Content starts

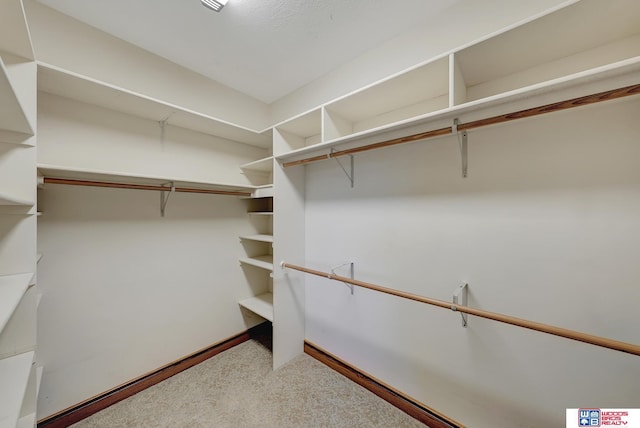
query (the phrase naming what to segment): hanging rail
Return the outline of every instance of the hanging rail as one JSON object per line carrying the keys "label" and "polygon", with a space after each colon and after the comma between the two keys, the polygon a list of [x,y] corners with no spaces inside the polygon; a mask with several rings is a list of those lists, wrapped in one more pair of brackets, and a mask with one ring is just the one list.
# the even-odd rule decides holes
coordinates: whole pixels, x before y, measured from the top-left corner
{"label": "hanging rail", "polygon": [[393,296],[402,297],[404,299],[415,300],[421,303],[427,303],[429,305],[439,306],[441,308],[450,309],[457,312],[462,312],[470,315],[475,315],[481,318],[487,318],[494,321],[499,321],[506,324],[515,325],[518,327],[528,328],[530,330],[540,331],[542,333],[552,334],[554,336],[564,337],[566,339],[577,340],[579,342],[589,343],[591,345],[602,346],[603,348],[609,348],[620,352],[626,352],[628,354],[640,356],[640,346],[633,345],[631,343],[620,342],[613,339],[607,339],[600,336],[594,336],[591,334],[581,333],[566,328],[555,327],[548,324],[542,324],[535,321],[529,321],[522,318],[516,318],[509,315],[503,315],[496,312],[483,311],[481,309],[474,309],[468,306],[457,305],[455,303],[445,302],[444,300],[432,299],[429,297],[419,296],[417,294],[406,293],[404,291],[394,290],[392,288],[382,287],[380,285],[370,284],[364,281],[358,281],[356,279],[347,278],[344,276],[334,275],[331,273],[321,272],[318,270],[309,269],[302,266],[292,265],[286,262],[282,262],[283,268],[293,269],[300,272],[305,272],[311,275],[321,276],[323,278],[331,279],[339,282],[346,282],[348,284],[357,285],[358,287],[368,288],[370,290],[379,291],[381,293],[391,294]]}
{"label": "hanging rail", "polygon": [[[68,184],[72,186],[90,186],[90,187],[111,187],[116,189],[134,189],[134,190],[156,190],[159,192],[166,192],[168,189],[166,186],[152,185],[152,184],[126,184],[126,183],[112,183],[107,181],[87,181],[87,180],[72,180],[67,178],[50,178],[44,177],[44,183],[47,184]],[[206,193],[211,195],[230,195],[230,196],[251,196],[250,192],[242,192],[238,190],[215,190],[215,189],[197,189],[192,187],[176,187],[175,192],[182,193]]]}
{"label": "hanging rail", "polygon": [[[526,110],[520,110],[513,113],[502,114],[499,116],[493,116],[486,119],[480,119],[469,123],[459,123],[457,125],[458,131],[467,131],[469,129],[480,128],[488,125],[495,125],[498,123],[510,122],[512,120],[524,119],[527,117],[538,116],[546,113],[553,113],[560,110],[567,110],[575,107],[582,107],[589,104],[595,104],[602,101],[614,100],[617,98],[628,97],[631,95],[640,94],[640,84],[625,86],[624,88],[612,89],[610,91],[599,92],[597,94],[586,95],[583,97],[572,98],[570,100],[559,101],[552,104],[547,104],[539,107],[533,107]],[[366,146],[355,147],[352,149],[339,150],[328,153],[326,155],[313,156],[291,162],[283,162],[284,168],[296,165],[304,165],[312,162],[318,162],[326,159],[337,158],[339,156],[352,155],[354,153],[365,152],[368,150],[380,149],[383,147],[395,146],[397,144],[411,143],[418,140],[425,140],[427,138],[440,137],[443,135],[449,135],[453,133],[451,127],[434,129],[431,131],[421,132],[419,134],[408,135],[406,137],[394,138],[393,140],[382,141],[379,143],[368,144]]]}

Content ends

> **REQUIRED ACTION**: The whole listing above, minus its pictures, is what you should write out word for word.

> **SOLUTION**:
query (the phrase naming what to segment): hanging rail
Return the outline of every instance of the hanging rail as one JSON object per line carrying the keys "label" and "polygon", with a space after each colon and after the comma between the two keys, the polygon a list of [x,y] corners with no spaces inside the polygon; a mask with several rings is a list of those lists, wrapped in one more pair of brackets, and a mask with one ring is just the one list.
# the even-odd rule decides holes
coordinates: whole pixels, x before y, measured from the top-left corner
{"label": "hanging rail", "polygon": [[393,296],[402,297],[404,299],[415,300],[421,303],[427,303],[429,305],[439,306],[441,308],[450,309],[457,312],[462,312],[470,315],[475,315],[481,318],[487,318],[494,321],[499,321],[506,324],[515,325],[518,327],[528,328],[530,330],[540,331],[542,333],[552,334],[554,336],[564,337],[566,339],[577,340],[579,342],[589,343],[591,345],[602,346],[603,348],[609,348],[620,352],[626,352],[628,354],[640,356],[640,346],[633,345],[631,343],[620,342],[613,339],[607,339],[600,336],[594,336],[591,334],[581,333],[566,328],[555,327],[548,324],[542,324],[535,321],[529,321],[522,318],[516,318],[509,315],[503,315],[496,312],[483,311],[481,309],[474,309],[468,306],[457,305],[455,303],[445,302],[444,300],[432,299],[429,297],[419,296],[417,294],[406,293],[404,291],[394,290],[392,288],[382,287],[380,285],[370,284],[364,281],[358,281],[356,279],[347,278],[344,276],[334,275],[331,273],[321,272],[318,270],[309,269],[302,266],[292,265],[286,262],[282,262],[283,268],[293,269],[300,272],[305,272],[311,275],[321,276],[323,278],[331,279],[339,282],[346,282],[348,284],[357,285],[358,287],[368,288],[370,290],[379,291],[381,293],[391,294]]}
{"label": "hanging rail", "polygon": [[[68,184],[72,186],[90,186],[90,187],[111,187],[116,189],[134,189],[134,190],[156,190],[159,192],[166,192],[168,189],[166,186],[152,185],[152,184],[126,184],[126,183],[112,183],[107,181],[87,181],[87,180],[72,180],[67,178],[50,178],[44,177],[44,183],[47,184]],[[206,193],[211,195],[230,195],[230,196],[251,196],[250,192],[242,192],[238,190],[215,190],[215,189],[197,189],[192,187],[176,187],[175,192],[182,193]]]}
{"label": "hanging rail", "polygon": [[[526,110],[520,110],[513,113],[502,114],[499,116],[493,116],[486,119],[480,119],[469,123],[459,123],[457,125],[458,131],[467,131],[469,129],[480,128],[488,125],[495,125],[498,123],[510,122],[512,120],[524,119],[527,117],[538,116],[546,113],[553,113],[560,110],[567,110],[575,107],[582,107],[589,104],[595,104],[602,101],[614,100],[617,98],[628,97],[631,95],[640,94],[640,84],[625,86],[624,88],[612,89],[610,91],[599,92],[597,94],[586,95],[583,97],[572,98],[570,100],[559,101],[552,104],[547,104],[539,107],[533,107]],[[366,146],[355,147],[352,149],[339,150],[328,153],[326,155],[313,156],[291,162],[283,162],[284,168],[296,165],[304,165],[312,162],[318,162],[326,159],[337,158],[339,156],[352,155],[354,153],[365,152],[368,150],[380,149],[383,147],[395,146],[397,144],[411,143],[418,140],[425,140],[427,138],[440,137],[443,135],[449,135],[453,133],[451,127],[434,129],[431,131],[421,132],[419,134],[408,135],[406,137],[394,138],[393,140],[382,141],[379,143],[368,144]]]}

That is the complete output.